— START DATASET ROWS —
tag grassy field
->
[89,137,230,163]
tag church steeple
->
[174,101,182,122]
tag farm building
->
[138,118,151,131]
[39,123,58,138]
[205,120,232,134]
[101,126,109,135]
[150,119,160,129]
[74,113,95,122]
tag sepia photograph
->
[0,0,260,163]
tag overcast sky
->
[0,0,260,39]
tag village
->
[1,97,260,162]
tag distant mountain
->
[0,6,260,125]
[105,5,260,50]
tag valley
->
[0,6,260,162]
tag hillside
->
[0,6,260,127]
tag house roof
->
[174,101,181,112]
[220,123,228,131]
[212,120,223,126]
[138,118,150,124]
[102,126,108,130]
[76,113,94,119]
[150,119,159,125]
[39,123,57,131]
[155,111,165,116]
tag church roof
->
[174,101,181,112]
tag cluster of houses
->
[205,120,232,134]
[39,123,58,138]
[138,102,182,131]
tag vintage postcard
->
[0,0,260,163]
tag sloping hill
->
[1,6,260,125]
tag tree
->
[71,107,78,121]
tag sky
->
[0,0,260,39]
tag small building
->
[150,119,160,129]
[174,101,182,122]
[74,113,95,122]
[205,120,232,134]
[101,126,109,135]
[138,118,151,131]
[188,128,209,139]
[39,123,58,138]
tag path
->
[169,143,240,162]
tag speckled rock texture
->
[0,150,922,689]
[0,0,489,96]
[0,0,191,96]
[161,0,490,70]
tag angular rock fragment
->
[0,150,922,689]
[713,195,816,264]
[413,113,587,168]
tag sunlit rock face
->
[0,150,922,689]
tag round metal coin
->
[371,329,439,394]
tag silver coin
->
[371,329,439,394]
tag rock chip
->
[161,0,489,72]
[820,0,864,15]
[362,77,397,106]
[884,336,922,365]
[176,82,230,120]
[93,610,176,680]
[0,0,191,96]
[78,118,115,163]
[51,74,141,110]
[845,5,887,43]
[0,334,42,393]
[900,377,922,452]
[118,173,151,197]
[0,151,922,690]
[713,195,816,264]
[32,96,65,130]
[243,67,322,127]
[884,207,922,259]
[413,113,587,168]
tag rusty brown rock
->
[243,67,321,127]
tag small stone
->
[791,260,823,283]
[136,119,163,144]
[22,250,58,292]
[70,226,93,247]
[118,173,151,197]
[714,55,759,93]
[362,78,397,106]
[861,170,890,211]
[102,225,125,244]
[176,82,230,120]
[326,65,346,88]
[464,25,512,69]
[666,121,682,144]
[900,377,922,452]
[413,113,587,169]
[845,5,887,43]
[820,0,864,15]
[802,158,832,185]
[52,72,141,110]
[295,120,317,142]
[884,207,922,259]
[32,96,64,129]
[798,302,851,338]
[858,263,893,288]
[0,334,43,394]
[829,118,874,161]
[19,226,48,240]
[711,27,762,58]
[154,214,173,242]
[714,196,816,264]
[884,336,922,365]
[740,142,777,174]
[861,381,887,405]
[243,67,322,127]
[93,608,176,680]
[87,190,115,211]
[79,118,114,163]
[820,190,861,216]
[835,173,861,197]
— END DATASET ROWS —
[EXERCISE OBJECTIVE]: Please format every line of the listing above as a JSON array of strings, one string per line, with blank lines omitted.

[COMPLETE ANSWER]:
[
  "tag grassy field",
  "->",
  "[89,137,230,163]",
  "tag church steeple",
  "->",
  "[174,101,182,122]",
  "tag farm building",
  "->",
  "[138,118,151,131]",
  "[39,123,58,138]",
  "[205,120,232,134]",
  "[101,126,109,135]",
  "[150,119,160,129]",
  "[74,113,95,122]",
  "tag sepia photograph",
  "->",
  "[0,0,260,163]",
  "tag overcast sky",
  "->",
  "[0,0,260,39]",
  "tag village",
  "->",
  "[1,97,260,162]",
  "tag distant mountain",
  "->",
  "[0,6,260,125]",
  "[105,5,260,50]",
  "tag valley",
  "->",
  "[0,6,260,162]",
  "tag hillside",
  "->",
  "[0,6,260,127]",
  "tag house roof",
  "->",
  "[174,101,181,112]",
  "[220,123,228,131]",
  "[212,120,223,126]",
  "[138,118,150,124]",
  "[102,126,108,130]",
  "[76,113,94,119]",
  "[150,119,159,125]",
  "[39,123,57,131]",
  "[155,111,165,116]",
  "tag church roof",
  "->",
  "[174,101,181,112]",
  "tag cluster of houses",
  "->",
  "[205,120,232,134]",
  "[39,123,58,138]",
  "[138,102,182,131]",
  "tag vintage postcard",
  "->",
  "[0,0,260,163]",
  "tag sloping hill",
  "->",
  "[1,6,260,125]",
  "tag tree",
  "->",
  "[71,107,78,121]",
  "tag sky",
  "->",
  "[0,0,260,39]",
  "tag small building",
  "->",
  "[150,119,160,129]",
  "[174,101,182,122]",
  "[74,113,95,122]",
  "[205,120,232,134]",
  "[101,126,109,135]",
  "[138,118,151,131]",
  "[188,128,209,139]",
  "[39,123,58,138]",
  "tag path",
  "->",
  "[169,143,240,162]",
  "tag speckled rock texture",
  "->",
  "[0,150,922,689]",
  "[0,0,489,96]",
  "[0,0,191,96]",
  "[161,0,490,70]",
  "tag angular rock fragment",
  "->",
  "[0,150,922,689]",
  "[713,195,816,264]",
  "[413,113,587,168]",
  "tag sunlit rock face",
  "->",
  "[0,150,922,689]",
  "tag round metal coin",
  "->",
  "[371,329,439,394]",
  "tag silver coin",
  "->",
  "[371,329,439,394]",
  "tag rock chip",
  "->",
  "[161,0,489,72]",
  "[820,0,864,15]",
  "[362,77,397,106]",
  "[884,336,922,365]",
  "[176,82,230,120]",
  "[93,610,176,680]",
  "[0,0,191,96]",
  "[78,118,115,163]",
  "[51,74,141,110]",
  "[845,5,887,43]",
  "[0,334,42,393]",
  "[900,377,922,452]",
  "[118,173,151,197]",
  "[0,151,922,690]",
  "[713,195,816,264]",
  "[32,96,65,130]",
  "[243,67,322,127]",
  "[884,207,922,259]",
  "[413,113,587,168]",
  "tag rusty brown rock",
  "->",
  "[243,67,321,127]",
  "tag small stone",
  "->",
  "[791,260,823,283]",
  "[136,119,163,144]",
  "[22,250,58,292]",
  "[70,226,93,247]",
  "[118,173,151,197]",
  "[714,55,759,93]",
  "[362,78,397,106]",
  "[861,170,890,211]",
  "[102,225,125,244]",
  "[176,82,230,120]",
  "[326,65,346,88]",
  "[464,25,512,69]",
  "[666,121,682,144]",
  "[900,377,922,452]",
  "[413,113,587,169]",
  "[845,5,887,43]",
  "[820,0,864,15]",
  "[802,158,832,185]",
  "[52,72,141,110]",
  "[295,120,317,142]",
  "[884,207,922,259]",
  "[32,96,64,129]",
  "[798,302,851,338]",
  "[858,263,893,288]",
  "[0,334,43,394]",
  "[829,118,874,161]",
  "[19,226,48,240]",
  "[711,27,762,58]",
  "[154,214,173,242]",
  "[714,196,816,264]",
  "[884,336,922,365]",
  "[740,142,777,174]",
  "[861,381,887,405]",
  "[243,67,322,127]",
  "[93,608,176,680]",
  "[87,190,115,211]",
  "[79,118,114,163]",
  "[820,190,861,216]",
  "[835,173,861,197]"
]